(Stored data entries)
** Start **

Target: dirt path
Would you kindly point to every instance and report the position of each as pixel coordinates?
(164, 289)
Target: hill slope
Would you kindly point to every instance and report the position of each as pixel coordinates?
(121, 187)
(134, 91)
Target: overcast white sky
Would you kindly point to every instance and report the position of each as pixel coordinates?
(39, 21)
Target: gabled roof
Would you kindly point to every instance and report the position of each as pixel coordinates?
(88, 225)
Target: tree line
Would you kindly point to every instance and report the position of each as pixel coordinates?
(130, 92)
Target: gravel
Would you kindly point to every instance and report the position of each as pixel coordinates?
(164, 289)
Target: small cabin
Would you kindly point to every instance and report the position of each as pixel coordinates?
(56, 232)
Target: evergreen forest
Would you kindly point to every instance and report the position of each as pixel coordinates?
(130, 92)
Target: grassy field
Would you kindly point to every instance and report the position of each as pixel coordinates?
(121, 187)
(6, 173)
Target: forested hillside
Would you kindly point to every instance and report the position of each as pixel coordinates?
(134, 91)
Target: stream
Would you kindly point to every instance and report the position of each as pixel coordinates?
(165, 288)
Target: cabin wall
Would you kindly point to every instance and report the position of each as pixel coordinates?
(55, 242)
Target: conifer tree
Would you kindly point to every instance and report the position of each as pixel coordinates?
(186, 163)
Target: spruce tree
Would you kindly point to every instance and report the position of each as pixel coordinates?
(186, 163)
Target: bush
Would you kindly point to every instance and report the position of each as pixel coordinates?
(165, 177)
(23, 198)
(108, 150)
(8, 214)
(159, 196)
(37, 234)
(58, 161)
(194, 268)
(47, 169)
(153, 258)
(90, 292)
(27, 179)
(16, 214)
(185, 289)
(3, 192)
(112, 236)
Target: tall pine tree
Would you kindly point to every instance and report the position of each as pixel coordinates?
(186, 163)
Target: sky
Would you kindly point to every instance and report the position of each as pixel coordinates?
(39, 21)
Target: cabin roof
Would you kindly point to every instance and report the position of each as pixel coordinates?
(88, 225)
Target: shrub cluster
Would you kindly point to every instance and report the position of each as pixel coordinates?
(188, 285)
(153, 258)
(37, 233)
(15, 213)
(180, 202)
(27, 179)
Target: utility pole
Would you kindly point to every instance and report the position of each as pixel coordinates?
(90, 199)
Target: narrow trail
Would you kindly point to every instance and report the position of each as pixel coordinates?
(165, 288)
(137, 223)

** End **

### WHAT YOU ARE ASKED TO DO
Extract the data exactly as given.

### CORRECT OUTPUT
Target: dirt path
Would you kindly point to every instance and report the position of each as pixel coordinates?
(164, 289)
Target: hill slope
Would you kindly point to every instance and report the position of each as pixel coordinates?
(121, 187)
(134, 91)
Target: overcast white sky
Would you kindly point to every instance and report the position of each as pixel coordinates?
(39, 21)
Target: gabled roof
Would you kindly point to every instance and report the position of each as pixel coordinates?
(88, 225)
Target: tree line
Would you kindly point to every instance and report the position of each as pixel coordinates?
(130, 92)
Target: gravel
Would you kindly point to every instance and report the position of each as pixel coordinates?
(164, 289)
Target: small cabin
Would you kindly point to every instance and report the position of each as pixel coordinates?
(56, 232)
Target: evergreen forest
Would you kindly point to every instance and report the position of each as pixel coordinates?
(130, 92)
Target: grassy field
Would you kindly point to every instance and report the position of each as pixel coordinates?
(121, 187)
(6, 173)
Target: forested hillside
Would you kindly point to every instance and report the position of each as pixel coordinates?
(134, 91)
Target: stream
Would you kindly point to every instance and report the position of each as pixel coordinates?
(165, 288)
Target: cabin wall
Would you kindly point to every instance and report the position of each as pixel coordinates?
(55, 242)
Target: conifer tree
Would you kindly point to every instance and report the position of each as pixel coordinates?
(186, 163)
Target: spruce tree
Would you kindly point to every instance and report the position of each as pixel coordinates?
(186, 163)
Target: bush
Would you kindly point to every instance and report the position of each as pixel coordinates?
(165, 177)
(23, 198)
(108, 150)
(8, 214)
(159, 196)
(37, 234)
(58, 161)
(194, 268)
(47, 169)
(153, 258)
(90, 292)
(27, 179)
(16, 214)
(185, 289)
(3, 192)
(112, 236)
Target: tall pine tree
Would you kindly point to every instance and report the position of each as pixel coordinates?
(186, 163)
Target: sky
Would you kindly point to every instance and report the position of each as pixel coordinates?
(39, 21)
Target: cabin roof
Would you kindly point to every instance and report the position of each as pixel coordinates?
(88, 225)
Target: shrub cluster
Would you kindly point to every instance and report the position of each as pixel coordinates?
(188, 285)
(153, 258)
(37, 233)
(15, 213)
(180, 202)
(27, 179)
Target: utility pole
Would you kindly point to every instance and report the position of each as pixel coordinates?
(90, 199)
Target: narrow trail
Would you kindly point to every instance and report the position of each as pixel coordinates?
(165, 288)
(137, 223)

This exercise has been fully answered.